# Your assignment:
Say how many lines in the entries below mention "baseboard", with no other words.

Saved entries
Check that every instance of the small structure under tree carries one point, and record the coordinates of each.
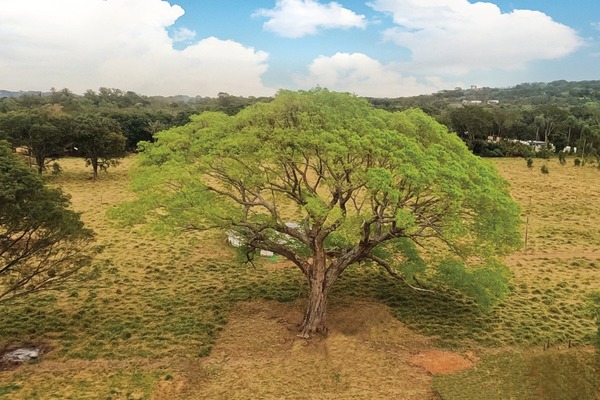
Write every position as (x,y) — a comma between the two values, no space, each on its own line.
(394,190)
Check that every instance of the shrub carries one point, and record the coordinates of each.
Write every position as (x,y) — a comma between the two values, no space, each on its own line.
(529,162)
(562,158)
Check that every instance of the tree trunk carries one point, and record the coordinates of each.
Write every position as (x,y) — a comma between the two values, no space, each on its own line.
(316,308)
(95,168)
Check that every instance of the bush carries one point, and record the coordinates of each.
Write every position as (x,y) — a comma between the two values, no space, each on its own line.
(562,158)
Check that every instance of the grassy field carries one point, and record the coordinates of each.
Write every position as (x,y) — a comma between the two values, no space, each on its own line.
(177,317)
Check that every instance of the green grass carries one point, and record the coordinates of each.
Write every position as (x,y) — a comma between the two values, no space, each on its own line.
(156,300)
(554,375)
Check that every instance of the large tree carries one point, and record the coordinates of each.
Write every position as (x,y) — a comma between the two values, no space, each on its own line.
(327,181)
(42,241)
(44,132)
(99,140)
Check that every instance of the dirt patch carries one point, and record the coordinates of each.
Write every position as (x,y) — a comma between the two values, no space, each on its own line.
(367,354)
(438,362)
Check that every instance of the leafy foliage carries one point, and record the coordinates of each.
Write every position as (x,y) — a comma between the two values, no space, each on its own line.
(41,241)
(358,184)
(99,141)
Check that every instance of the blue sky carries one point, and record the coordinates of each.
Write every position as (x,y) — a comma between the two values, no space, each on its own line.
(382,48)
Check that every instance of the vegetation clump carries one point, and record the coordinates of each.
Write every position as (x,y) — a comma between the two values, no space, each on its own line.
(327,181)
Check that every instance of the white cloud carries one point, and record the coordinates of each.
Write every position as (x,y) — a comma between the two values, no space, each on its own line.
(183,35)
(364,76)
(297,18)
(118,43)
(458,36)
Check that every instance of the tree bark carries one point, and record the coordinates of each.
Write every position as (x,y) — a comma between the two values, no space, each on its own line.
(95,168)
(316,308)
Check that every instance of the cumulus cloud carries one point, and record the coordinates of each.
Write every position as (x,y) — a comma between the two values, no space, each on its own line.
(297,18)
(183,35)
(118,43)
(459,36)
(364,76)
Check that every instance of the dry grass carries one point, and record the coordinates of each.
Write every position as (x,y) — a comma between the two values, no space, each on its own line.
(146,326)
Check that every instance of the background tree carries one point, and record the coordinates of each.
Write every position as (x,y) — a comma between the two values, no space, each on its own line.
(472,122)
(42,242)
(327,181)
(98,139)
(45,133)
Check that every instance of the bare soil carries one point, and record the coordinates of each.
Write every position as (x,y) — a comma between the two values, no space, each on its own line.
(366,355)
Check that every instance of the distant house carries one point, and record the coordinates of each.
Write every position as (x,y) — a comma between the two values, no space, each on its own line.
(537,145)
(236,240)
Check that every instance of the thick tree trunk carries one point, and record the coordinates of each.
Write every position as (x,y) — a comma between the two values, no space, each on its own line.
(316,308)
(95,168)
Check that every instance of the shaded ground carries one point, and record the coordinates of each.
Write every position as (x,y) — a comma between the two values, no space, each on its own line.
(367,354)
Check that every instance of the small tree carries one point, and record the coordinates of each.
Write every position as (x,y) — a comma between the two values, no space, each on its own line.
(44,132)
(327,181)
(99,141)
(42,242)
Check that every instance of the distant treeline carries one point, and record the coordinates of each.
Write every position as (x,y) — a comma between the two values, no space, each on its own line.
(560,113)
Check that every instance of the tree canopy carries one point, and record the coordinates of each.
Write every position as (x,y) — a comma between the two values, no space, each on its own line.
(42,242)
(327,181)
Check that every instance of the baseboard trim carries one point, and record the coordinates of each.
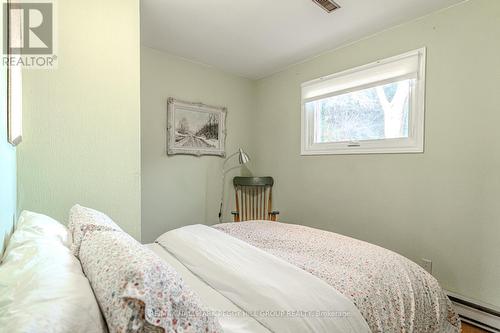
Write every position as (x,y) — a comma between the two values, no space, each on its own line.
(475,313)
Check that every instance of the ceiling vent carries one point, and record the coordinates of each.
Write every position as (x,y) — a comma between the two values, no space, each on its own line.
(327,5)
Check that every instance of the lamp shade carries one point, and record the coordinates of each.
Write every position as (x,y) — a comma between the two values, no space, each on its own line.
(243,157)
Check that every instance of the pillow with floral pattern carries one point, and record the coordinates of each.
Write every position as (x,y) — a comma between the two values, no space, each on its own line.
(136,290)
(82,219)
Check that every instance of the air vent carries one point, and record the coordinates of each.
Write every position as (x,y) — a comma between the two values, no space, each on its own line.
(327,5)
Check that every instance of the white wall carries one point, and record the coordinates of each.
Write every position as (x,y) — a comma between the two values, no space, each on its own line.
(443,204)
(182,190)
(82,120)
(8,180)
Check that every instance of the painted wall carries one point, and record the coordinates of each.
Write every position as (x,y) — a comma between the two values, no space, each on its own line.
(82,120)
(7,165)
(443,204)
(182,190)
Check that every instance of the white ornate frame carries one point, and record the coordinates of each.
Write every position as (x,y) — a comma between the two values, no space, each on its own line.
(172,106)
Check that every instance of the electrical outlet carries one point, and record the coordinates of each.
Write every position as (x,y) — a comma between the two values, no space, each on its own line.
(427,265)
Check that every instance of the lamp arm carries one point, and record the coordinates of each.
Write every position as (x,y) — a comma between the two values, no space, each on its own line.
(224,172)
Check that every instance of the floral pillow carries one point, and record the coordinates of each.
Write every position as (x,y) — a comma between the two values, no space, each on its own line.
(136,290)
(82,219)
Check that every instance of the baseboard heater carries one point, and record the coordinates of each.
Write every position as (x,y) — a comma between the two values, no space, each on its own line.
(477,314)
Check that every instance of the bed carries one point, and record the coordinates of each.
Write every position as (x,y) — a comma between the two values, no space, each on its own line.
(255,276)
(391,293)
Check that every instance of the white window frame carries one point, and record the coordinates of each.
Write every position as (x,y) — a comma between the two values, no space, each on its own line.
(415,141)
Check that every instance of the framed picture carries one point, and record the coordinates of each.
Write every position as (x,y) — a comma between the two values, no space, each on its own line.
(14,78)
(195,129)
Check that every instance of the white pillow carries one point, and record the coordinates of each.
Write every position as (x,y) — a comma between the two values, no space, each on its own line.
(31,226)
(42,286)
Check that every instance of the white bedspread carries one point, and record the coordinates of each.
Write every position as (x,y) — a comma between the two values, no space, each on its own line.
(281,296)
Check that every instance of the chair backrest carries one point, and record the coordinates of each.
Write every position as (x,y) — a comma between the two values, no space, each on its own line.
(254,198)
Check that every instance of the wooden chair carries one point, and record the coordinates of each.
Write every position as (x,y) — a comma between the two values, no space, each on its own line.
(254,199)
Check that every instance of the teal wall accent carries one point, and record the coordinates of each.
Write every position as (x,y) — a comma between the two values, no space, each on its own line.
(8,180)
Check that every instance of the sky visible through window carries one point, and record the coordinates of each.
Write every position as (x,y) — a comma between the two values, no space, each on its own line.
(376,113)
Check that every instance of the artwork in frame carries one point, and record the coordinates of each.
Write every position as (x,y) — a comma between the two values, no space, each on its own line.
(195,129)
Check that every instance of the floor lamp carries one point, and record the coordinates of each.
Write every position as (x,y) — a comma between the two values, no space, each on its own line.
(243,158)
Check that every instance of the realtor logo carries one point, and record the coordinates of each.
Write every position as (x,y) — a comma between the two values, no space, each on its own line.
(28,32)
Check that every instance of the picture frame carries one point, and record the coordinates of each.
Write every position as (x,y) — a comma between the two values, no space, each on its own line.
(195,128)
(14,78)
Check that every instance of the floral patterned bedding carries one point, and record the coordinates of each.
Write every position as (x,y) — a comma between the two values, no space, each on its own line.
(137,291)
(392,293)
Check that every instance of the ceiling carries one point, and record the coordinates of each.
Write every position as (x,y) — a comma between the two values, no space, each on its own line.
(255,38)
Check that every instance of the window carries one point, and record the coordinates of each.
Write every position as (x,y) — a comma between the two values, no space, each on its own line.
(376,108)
==
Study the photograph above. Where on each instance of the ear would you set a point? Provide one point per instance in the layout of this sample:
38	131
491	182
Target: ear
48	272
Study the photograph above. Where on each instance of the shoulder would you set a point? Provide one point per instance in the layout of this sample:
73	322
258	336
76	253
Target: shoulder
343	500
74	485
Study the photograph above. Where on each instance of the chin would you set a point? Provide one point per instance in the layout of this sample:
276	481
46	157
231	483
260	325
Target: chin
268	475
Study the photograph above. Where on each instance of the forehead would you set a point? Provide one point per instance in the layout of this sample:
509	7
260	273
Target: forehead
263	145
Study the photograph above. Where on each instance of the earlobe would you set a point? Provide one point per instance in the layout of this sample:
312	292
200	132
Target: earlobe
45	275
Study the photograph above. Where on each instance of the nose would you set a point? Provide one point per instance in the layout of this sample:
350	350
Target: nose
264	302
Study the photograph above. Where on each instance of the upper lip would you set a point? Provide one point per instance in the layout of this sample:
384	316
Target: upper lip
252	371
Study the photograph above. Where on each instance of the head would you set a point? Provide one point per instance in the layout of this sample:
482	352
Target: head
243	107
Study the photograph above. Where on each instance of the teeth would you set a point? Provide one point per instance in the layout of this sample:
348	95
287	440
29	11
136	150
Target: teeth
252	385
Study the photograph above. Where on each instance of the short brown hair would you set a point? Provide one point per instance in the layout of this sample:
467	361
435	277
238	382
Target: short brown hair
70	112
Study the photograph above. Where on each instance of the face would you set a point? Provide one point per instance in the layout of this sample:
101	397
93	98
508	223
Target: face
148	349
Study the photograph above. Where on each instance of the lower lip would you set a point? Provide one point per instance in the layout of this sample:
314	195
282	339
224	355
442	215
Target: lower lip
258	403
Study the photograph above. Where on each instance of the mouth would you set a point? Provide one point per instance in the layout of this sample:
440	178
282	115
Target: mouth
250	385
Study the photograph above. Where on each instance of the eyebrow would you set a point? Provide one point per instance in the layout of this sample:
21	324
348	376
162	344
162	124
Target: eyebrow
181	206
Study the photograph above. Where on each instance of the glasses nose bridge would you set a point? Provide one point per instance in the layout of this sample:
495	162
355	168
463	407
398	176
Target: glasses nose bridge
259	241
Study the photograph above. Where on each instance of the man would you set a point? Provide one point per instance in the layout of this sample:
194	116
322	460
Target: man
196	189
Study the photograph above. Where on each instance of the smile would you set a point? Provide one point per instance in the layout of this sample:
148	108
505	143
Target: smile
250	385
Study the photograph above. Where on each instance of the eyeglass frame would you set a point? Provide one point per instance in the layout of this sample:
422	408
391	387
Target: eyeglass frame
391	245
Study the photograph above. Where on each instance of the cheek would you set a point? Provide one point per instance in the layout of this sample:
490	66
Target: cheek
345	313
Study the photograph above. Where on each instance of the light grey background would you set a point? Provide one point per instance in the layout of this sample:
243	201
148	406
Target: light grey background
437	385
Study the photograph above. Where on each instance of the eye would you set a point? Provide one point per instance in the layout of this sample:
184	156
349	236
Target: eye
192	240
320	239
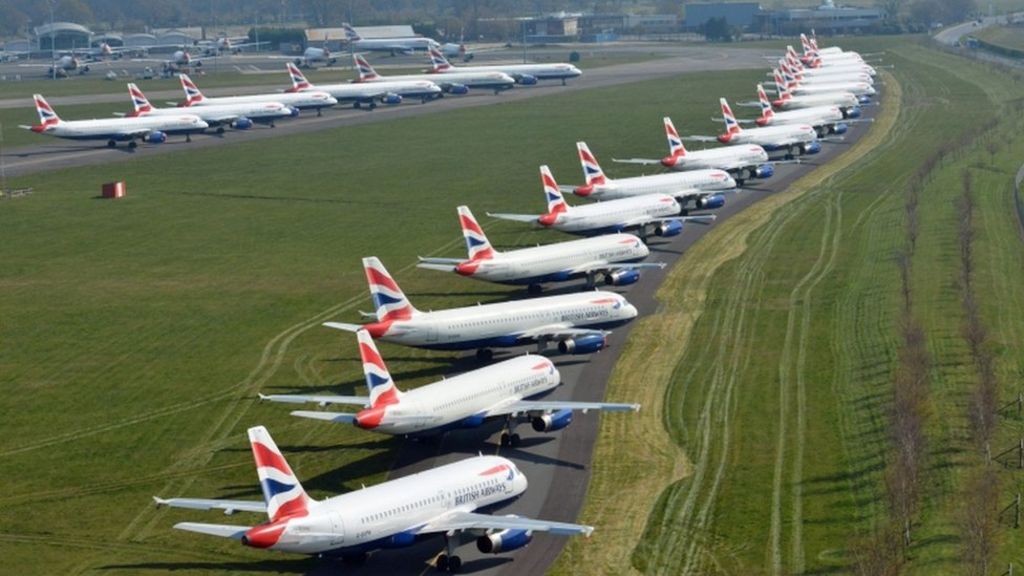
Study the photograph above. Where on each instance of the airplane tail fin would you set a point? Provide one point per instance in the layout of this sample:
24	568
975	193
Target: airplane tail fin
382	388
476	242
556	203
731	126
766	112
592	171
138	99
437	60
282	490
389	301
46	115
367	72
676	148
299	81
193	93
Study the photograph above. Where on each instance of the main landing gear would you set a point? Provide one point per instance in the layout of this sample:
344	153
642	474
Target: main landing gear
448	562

# Expected output:
2